Referring expression pointing data:
/---

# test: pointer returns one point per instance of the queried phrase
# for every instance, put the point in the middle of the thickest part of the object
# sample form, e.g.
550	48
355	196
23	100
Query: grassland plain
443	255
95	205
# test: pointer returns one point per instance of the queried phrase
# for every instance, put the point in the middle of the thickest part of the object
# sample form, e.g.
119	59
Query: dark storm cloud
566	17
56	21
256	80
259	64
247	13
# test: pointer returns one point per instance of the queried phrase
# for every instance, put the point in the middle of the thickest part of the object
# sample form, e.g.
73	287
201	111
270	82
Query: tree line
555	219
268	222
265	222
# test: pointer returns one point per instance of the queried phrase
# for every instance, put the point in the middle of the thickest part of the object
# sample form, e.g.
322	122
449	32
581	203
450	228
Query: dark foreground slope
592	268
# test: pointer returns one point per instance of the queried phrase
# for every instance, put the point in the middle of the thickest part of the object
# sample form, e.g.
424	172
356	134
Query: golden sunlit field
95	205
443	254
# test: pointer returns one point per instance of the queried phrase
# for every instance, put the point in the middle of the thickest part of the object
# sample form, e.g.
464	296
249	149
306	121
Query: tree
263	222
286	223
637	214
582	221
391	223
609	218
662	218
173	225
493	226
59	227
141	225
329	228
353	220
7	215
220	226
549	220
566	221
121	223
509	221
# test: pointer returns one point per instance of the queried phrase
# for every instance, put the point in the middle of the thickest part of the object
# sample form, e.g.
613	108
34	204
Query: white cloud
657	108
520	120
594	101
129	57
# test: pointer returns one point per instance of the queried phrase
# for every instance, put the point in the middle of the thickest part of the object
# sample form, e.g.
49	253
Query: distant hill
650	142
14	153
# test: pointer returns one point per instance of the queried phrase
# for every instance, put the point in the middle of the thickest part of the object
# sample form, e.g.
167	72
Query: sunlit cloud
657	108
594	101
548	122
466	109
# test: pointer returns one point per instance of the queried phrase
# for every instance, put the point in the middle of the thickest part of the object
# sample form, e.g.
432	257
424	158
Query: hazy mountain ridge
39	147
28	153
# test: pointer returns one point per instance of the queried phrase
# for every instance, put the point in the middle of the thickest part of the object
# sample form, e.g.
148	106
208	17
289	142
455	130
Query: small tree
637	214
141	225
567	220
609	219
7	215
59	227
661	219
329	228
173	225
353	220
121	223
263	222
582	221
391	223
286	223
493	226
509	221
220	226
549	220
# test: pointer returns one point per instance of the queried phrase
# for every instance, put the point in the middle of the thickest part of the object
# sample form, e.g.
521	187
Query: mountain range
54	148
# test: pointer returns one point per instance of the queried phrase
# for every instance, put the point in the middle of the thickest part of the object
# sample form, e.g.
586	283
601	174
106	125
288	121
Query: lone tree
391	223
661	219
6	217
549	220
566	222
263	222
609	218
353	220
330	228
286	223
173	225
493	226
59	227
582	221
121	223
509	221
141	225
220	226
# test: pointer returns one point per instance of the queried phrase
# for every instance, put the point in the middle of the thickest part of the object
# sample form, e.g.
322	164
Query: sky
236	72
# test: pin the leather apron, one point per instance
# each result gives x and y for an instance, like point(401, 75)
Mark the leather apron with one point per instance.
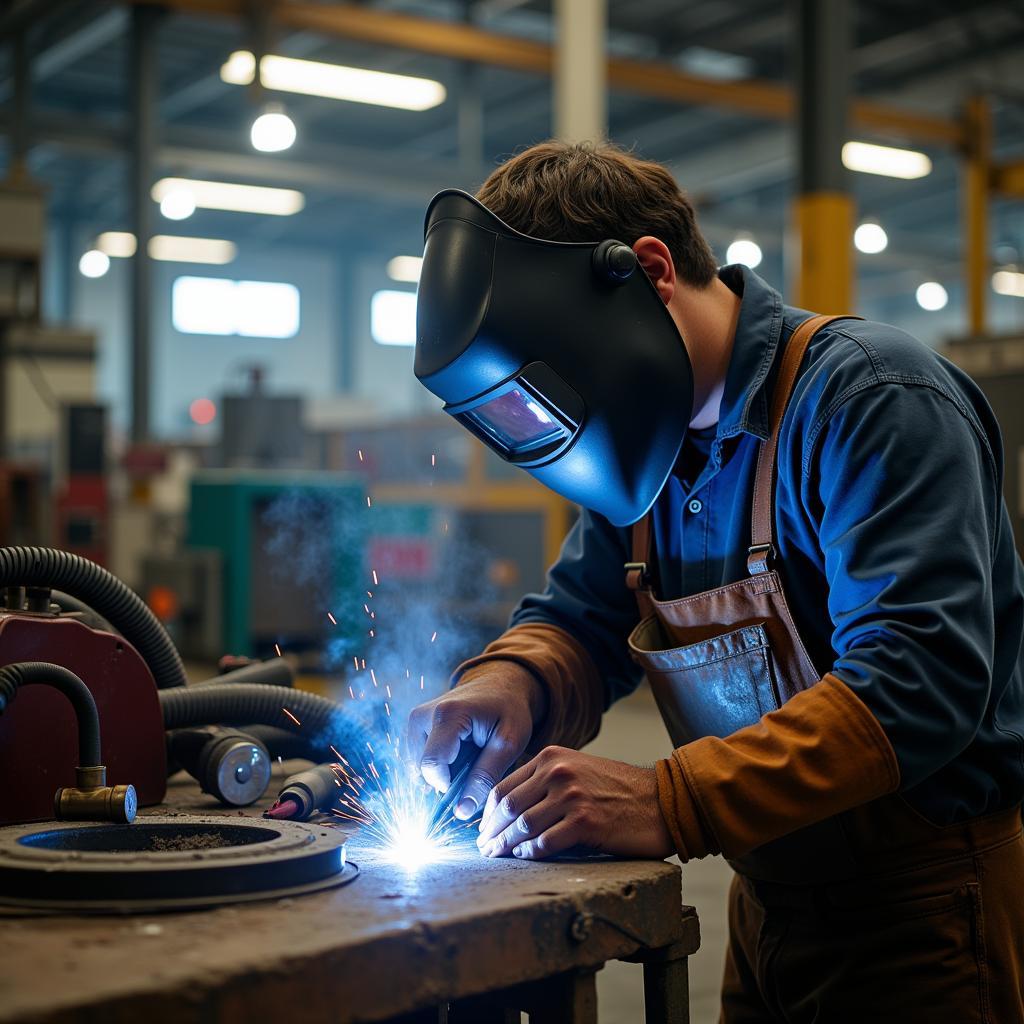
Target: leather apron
point(719, 660)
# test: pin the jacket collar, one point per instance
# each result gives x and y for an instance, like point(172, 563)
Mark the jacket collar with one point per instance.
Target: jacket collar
point(744, 401)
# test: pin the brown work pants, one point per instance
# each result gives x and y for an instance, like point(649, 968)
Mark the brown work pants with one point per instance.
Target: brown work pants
point(938, 942)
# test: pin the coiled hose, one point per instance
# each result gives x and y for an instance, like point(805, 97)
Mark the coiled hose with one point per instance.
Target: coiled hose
point(321, 722)
point(13, 677)
point(102, 592)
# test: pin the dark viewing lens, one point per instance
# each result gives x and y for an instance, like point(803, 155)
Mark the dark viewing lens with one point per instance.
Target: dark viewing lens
point(517, 422)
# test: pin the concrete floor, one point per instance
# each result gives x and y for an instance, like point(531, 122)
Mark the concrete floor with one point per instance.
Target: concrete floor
point(633, 732)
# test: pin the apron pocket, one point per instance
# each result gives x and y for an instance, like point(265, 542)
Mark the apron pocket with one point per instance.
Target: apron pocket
point(711, 688)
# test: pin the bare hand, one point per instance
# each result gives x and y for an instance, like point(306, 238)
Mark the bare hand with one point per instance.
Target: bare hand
point(564, 798)
point(498, 712)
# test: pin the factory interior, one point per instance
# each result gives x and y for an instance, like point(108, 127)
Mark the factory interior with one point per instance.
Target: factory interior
point(231, 510)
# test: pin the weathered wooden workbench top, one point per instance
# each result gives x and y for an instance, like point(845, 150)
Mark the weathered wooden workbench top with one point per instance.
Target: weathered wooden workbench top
point(390, 942)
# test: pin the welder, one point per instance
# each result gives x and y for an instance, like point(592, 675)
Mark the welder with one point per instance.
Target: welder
point(793, 525)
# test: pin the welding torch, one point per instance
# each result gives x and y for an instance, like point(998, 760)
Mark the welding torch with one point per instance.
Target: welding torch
point(459, 773)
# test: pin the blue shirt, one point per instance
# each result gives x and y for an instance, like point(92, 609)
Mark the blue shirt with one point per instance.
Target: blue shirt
point(893, 542)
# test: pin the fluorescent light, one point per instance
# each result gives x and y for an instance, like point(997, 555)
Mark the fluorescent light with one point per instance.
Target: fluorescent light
point(181, 249)
point(226, 196)
point(392, 317)
point(870, 238)
point(272, 131)
point(871, 159)
point(334, 81)
point(744, 251)
point(932, 296)
point(93, 263)
point(178, 204)
point(1009, 283)
point(406, 268)
point(118, 245)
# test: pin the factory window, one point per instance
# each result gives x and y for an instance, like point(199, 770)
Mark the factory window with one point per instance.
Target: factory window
point(245, 308)
point(392, 317)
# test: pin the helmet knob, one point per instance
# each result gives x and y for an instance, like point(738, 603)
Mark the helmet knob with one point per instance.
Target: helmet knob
point(613, 261)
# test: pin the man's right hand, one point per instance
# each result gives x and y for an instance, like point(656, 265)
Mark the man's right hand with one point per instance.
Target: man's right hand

\---

TASK BRIEF » Lines to set down from above: the line with "# test: pin the concrete", the line with "like point(92, 609)", and every line between, each exactly as written.

RESULT OF THIS TASK »
# test: pin the concrete floor, one point per instance
# each result gives x and y for an instance, like point(531, 122)
Mark the concrete floor with one point per instance.
Target: concrete floor
point(633, 732)
# test: pin the apron pocket, one point per instance
# each result gives x and y for an instance, like point(265, 542)
Mark the apron pocket with one point per instance.
Target: apron pocket
point(711, 688)
# test: pin the bare hand, one point per instance
# each result gives x and y for an instance, like point(306, 238)
Mark the bare hand with one point per instance.
Target: bare hand
point(564, 798)
point(498, 712)
# test: pin the factory interior, one point per instance
# each result gives x and y for an instance, like point(108, 127)
Mark the factory interior with one point per instance.
Target: factory interior
point(231, 510)
# test: pin the weathered wooden workbench top, one point per instance
# each result gives x and y for an instance, like point(845, 150)
Mark the weathered wooden workbench top with one point per instance.
Target: weathered wooden workbench top
point(390, 942)
# test: pin the welder, one point per instance
# each result gives x and y for an instance, like point(592, 675)
Mark the welder with one point per instance.
Target: welder
point(793, 525)
# test: pin the welding torch, one point per instance
# each result gives x and y for an instance, like point(998, 760)
Mark the welding torch with one point per instance.
Target: welding torch
point(459, 773)
# test: pin the blue shirt, one point per instance
# each result gives x and y for an instance, like point(92, 609)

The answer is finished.